**Provided data**:
________________________________________

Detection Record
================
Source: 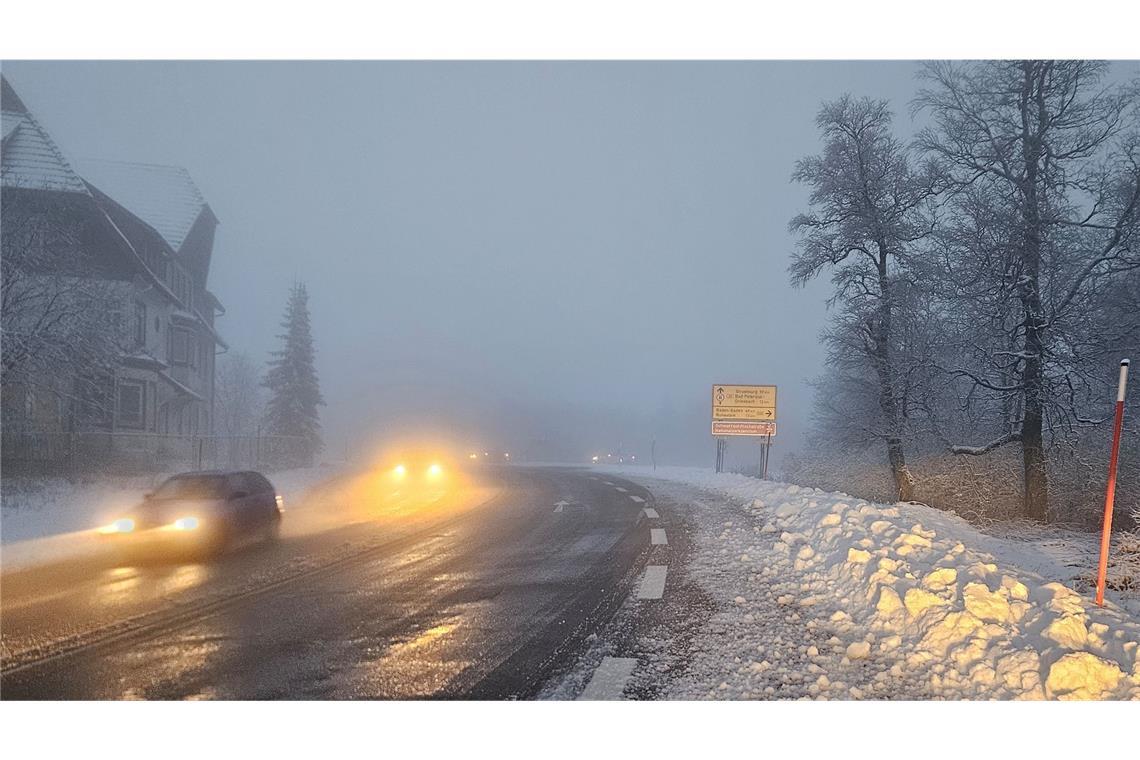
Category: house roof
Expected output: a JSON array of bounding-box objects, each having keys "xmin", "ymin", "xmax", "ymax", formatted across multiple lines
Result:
[
  {"xmin": 75, "ymin": 158, "xmax": 213, "ymax": 253},
  {"xmin": 1, "ymin": 109, "xmax": 91, "ymax": 194}
]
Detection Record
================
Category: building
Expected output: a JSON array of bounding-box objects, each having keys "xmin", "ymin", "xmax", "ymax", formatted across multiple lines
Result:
[{"xmin": 1, "ymin": 75, "xmax": 226, "ymax": 453}]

________________________________________

**Task statement**: Leaving the pictures out, reproduce the entries above exactly.

**Written response**:
Detection Record
================
Source: 
Category: house roof
Expected output: a JSON array of bounding-box objects, each having keys "xmin", "ymin", "xmax", "ymax", formatted across multiple lines
Result:
[
  {"xmin": 75, "ymin": 158, "xmax": 213, "ymax": 253},
  {"xmin": 1, "ymin": 109, "xmax": 91, "ymax": 194}
]
Detection Record
================
Category: building
Expected output: a JSON array of bounding-box objects, each having keys "xmin", "ymin", "xmax", "ymax", formatted across multiple lines
Result:
[{"xmin": 1, "ymin": 75, "xmax": 226, "ymax": 453}]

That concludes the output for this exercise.